• What is needed:
Format the stretch from the start of the items through the line containing "[616,303,704,340]" as a Markdown table with two columns, No. and Text, giving each line its row number and skipping blank lines. Leave the pictures out of the table.

• Entries supplied:
* * *
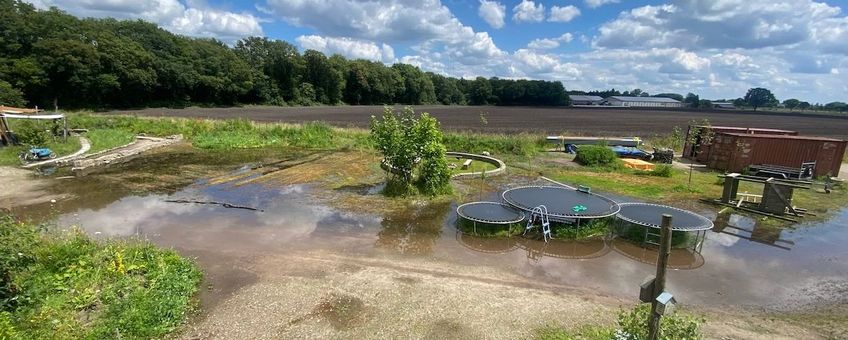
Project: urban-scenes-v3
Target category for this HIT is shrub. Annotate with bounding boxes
[574,145,620,167]
[651,164,674,177]
[371,107,451,196]
[616,303,704,340]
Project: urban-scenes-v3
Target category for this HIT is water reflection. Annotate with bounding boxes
[518,238,610,261]
[456,230,518,254]
[610,238,705,269]
[712,213,795,250]
[376,202,453,255]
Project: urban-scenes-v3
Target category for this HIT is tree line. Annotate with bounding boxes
[0,0,569,108]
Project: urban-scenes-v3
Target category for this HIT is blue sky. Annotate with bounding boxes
[23,0,848,103]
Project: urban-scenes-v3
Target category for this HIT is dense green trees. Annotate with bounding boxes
[0,0,568,108]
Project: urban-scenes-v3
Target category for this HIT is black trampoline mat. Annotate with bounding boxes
[456,202,524,224]
[618,203,713,231]
[503,186,618,218]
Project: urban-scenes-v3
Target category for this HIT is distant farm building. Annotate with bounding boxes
[683,126,848,176]
[603,96,683,107]
[568,94,604,105]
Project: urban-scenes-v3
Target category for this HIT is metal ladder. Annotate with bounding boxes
[645,227,662,246]
[522,205,552,242]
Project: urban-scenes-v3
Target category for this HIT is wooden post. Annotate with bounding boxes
[648,214,671,340]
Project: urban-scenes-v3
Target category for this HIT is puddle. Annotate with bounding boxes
[13,150,848,312]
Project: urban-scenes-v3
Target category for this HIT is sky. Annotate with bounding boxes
[23,0,848,103]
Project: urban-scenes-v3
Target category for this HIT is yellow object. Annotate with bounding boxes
[621,158,654,171]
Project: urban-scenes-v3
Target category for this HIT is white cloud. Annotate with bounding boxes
[527,33,574,50]
[477,0,506,29]
[512,0,545,22]
[24,0,263,42]
[548,5,580,22]
[263,0,505,65]
[295,35,395,63]
[585,0,619,8]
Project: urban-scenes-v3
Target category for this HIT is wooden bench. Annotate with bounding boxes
[462,159,471,170]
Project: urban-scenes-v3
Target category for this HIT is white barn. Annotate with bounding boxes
[568,94,604,105]
[603,96,683,107]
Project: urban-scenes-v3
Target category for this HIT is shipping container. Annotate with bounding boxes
[698,132,846,176]
[683,125,798,163]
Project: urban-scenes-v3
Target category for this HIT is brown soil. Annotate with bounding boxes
[104,106,848,139]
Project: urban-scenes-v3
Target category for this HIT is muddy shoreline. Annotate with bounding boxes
[8,147,848,339]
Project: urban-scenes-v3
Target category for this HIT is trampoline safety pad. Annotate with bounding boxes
[503,186,619,219]
[618,203,713,231]
[456,202,524,224]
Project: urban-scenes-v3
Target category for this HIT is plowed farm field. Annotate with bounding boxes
[102,106,848,139]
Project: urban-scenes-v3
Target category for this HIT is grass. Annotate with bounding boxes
[85,129,135,153]
[0,136,80,166]
[536,303,706,340]
[0,216,201,339]
[447,156,497,174]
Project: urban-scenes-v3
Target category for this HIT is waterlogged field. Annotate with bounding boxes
[3,115,848,338]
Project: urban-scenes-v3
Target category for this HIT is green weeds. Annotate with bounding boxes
[536,304,706,340]
[0,216,201,339]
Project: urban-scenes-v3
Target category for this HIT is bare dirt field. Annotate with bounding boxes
[103,106,848,139]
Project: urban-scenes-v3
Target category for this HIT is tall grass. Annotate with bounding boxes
[444,132,545,156]
[0,215,201,339]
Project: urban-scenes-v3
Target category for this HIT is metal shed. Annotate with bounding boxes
[698,132,847,176]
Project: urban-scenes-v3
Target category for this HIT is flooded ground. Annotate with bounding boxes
[8,149,848,337]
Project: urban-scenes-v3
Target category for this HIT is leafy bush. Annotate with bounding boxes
[651,164,674,177]
[574,145,621,168]
[15,120,50,146]
[0,80,26,107]
[371,107,451,196]
[615,303,705,340]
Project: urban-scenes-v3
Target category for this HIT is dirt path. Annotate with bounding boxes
[73,135,183,172]
[102,105,848,139]
[23,136,91,169]
[0,166,65,209]
[183,248,819,339]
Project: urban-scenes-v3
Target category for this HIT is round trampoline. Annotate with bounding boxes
[503,186,620,221]
[456,202,524,224]
[618,203,713,231]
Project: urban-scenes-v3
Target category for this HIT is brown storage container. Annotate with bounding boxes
[698,132,846,176]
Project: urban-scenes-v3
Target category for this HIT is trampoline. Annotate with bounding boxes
[503,186,620,222]
[456,202,524,225]
[618,203,713,231]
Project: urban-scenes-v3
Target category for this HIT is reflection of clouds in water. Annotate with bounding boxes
[59,185,344,247]
[59,195,204,236]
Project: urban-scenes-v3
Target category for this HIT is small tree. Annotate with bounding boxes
* * *
• Worked answer:
| No. | Text |
|---|---|
| 1 | Project: urban-scenes-v3 |
| 2 | Target category for this HIT is shrub. Annotate with bounding boxes |
| 3 | [574,145,620,167] |
| 4 | [651,164,674,177] |
| 5 | [371,107,451,196] |
| 6 | [616,303,704,340] |